◆ Assigned task
Only the lines from the top of the data through the one with "<point>753,275</point>" are to be written out, each exactly as it stands.

(Records contained in a dataset)
*** Begin section ***

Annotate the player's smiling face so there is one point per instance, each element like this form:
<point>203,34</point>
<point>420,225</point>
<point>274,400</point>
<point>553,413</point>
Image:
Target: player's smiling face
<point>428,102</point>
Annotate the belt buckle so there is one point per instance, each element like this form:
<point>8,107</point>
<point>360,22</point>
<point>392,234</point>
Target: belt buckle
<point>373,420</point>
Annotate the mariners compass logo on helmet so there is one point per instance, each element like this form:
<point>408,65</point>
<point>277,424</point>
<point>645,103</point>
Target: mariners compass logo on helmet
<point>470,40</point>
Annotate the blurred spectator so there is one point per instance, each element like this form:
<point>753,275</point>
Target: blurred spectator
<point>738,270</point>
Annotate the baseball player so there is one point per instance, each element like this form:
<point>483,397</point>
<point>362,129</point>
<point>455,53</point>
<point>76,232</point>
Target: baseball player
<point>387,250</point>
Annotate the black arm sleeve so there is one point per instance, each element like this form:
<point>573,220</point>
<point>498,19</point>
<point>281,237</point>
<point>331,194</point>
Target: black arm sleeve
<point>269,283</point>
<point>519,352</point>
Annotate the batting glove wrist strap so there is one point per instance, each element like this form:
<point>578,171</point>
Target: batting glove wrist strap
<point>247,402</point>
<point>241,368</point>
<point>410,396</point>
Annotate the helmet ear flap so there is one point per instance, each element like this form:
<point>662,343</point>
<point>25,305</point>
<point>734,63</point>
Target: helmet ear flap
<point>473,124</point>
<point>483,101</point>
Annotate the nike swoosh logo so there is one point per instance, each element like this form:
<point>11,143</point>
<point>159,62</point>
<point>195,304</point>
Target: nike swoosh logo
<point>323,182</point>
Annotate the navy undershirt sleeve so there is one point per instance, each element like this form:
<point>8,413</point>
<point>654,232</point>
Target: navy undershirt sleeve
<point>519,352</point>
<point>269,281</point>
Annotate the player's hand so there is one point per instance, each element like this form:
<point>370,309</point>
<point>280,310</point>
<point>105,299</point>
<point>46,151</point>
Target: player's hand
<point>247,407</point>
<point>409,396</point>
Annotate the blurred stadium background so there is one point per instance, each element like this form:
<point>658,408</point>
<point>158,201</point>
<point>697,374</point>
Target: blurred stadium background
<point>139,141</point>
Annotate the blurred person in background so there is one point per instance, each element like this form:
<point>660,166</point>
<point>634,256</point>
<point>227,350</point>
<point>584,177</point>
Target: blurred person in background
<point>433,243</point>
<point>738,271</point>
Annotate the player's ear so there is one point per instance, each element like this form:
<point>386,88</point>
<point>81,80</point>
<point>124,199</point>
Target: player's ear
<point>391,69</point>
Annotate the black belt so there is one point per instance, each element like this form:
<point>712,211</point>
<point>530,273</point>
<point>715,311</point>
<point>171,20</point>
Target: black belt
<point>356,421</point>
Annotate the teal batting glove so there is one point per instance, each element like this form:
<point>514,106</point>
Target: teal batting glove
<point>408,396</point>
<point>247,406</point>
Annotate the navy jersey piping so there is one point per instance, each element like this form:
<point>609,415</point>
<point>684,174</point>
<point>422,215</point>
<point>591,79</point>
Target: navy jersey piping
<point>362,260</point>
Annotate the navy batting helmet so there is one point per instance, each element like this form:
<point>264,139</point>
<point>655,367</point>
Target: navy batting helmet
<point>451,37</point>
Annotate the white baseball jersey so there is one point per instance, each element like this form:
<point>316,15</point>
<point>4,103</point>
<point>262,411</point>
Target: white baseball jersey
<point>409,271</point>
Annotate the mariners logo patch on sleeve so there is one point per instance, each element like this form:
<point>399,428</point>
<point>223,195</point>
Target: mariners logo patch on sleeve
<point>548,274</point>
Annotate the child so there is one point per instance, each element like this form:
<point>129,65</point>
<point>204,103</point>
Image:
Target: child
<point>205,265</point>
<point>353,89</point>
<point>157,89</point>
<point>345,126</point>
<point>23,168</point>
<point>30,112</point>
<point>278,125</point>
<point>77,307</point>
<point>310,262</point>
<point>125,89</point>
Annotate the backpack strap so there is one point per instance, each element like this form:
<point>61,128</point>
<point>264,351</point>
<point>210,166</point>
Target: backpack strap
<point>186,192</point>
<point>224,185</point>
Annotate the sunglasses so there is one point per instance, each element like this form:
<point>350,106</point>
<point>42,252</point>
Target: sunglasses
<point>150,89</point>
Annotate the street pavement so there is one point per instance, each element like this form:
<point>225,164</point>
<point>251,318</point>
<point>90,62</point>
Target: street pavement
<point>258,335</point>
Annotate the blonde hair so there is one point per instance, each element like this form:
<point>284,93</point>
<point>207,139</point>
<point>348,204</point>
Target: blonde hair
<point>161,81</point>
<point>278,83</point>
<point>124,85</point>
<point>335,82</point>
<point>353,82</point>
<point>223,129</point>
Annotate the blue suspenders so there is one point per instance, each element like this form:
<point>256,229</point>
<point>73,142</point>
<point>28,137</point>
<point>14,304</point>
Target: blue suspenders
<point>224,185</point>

*** End section ***

◆ Finished task
Annotate the player's smiling face so there is one point per instance, each element like this form:
<point>203,34</point>
<point>420,225</point>
<point>274,400</point>
<point>553,413</point>
Image:
Target: player's smiling face
<point>428,102</point>
Annotate the belt buckle so there is one point per instance, each element like this form:
<point>8,107</point>
<point>360,22</point>
<point>392,234</point>
Target: belt buckle
<point>373,420</point>
Annotate the mariners compass logo on helmet so there is one point per instance, each element like this form:
<point>408,65</point>
<point>277,424</point>
<point>645,103</point>
Target: mariners compass logo on helmet
<point>470,40</point>
Annotate the blurred spectator so there is one point per instance, each element like this form:
<point>753,275</point>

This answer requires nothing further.